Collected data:
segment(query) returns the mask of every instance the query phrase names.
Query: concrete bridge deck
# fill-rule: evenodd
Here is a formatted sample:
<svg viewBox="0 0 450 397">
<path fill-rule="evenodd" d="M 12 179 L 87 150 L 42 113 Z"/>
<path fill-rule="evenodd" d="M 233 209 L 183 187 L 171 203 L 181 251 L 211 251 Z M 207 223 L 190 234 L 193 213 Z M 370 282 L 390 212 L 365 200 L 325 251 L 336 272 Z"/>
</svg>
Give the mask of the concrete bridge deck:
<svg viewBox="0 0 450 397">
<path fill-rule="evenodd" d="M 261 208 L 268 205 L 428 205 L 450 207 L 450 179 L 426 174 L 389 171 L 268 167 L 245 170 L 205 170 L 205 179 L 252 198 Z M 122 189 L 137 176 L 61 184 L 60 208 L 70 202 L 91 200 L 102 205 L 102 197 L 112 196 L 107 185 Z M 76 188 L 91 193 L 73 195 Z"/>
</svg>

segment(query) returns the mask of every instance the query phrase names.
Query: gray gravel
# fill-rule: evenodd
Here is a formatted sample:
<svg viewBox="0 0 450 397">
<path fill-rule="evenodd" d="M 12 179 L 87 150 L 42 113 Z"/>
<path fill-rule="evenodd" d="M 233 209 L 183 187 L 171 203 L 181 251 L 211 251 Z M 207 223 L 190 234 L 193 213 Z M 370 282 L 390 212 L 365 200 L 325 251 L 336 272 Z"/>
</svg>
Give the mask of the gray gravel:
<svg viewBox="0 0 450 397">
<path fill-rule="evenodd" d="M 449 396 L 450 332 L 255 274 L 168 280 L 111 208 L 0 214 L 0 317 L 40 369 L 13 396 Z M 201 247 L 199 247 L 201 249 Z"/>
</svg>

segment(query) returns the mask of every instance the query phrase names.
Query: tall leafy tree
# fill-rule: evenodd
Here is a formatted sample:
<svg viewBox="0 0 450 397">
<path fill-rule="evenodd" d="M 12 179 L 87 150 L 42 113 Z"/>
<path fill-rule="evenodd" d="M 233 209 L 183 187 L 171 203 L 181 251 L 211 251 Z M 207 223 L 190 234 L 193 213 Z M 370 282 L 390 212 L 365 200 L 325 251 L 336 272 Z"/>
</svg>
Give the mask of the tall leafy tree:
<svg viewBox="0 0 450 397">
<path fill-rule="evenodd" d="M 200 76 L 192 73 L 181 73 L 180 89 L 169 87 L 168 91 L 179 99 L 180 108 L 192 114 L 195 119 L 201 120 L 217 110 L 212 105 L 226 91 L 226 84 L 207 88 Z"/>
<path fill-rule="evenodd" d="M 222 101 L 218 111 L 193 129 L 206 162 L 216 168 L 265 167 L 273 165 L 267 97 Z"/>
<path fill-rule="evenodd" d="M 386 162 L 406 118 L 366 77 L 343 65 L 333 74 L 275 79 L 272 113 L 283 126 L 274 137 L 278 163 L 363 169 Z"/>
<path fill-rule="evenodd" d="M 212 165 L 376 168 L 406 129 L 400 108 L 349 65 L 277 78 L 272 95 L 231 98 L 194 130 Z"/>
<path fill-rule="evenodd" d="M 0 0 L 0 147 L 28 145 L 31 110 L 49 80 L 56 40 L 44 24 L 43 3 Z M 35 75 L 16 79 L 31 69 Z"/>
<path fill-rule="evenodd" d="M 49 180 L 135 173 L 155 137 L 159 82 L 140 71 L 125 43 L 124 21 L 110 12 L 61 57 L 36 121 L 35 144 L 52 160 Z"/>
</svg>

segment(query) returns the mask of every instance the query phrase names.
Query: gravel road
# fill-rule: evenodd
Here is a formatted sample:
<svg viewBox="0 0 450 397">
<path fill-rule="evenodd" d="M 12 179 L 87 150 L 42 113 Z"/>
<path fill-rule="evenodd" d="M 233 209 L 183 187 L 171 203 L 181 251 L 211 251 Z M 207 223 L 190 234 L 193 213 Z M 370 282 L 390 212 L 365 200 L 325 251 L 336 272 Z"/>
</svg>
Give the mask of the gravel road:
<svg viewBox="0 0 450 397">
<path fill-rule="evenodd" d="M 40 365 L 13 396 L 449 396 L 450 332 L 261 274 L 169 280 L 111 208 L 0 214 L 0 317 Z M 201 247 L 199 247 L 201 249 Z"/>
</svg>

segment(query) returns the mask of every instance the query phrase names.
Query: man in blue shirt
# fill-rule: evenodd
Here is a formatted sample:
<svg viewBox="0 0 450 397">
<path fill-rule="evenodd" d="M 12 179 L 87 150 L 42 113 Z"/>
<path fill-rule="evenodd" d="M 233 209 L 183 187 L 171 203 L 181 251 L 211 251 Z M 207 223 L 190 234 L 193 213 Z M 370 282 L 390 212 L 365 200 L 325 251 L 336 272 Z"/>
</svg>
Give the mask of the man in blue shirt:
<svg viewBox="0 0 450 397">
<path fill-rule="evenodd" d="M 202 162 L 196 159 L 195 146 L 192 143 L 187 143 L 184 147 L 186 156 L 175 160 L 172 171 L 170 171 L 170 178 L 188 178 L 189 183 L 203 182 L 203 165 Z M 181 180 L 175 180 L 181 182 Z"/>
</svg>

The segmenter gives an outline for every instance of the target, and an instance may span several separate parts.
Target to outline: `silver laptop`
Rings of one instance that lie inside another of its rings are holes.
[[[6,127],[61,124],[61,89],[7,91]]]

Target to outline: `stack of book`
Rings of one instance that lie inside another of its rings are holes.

→ What is required
Out of the records above, pick each line that contains the string "outline".

→ Written answer
The segmenter gives an outline for every instance of the target, and an instance may span several separate parts.
Target to outline: `silver laptop`
Target to outline: `stack of book`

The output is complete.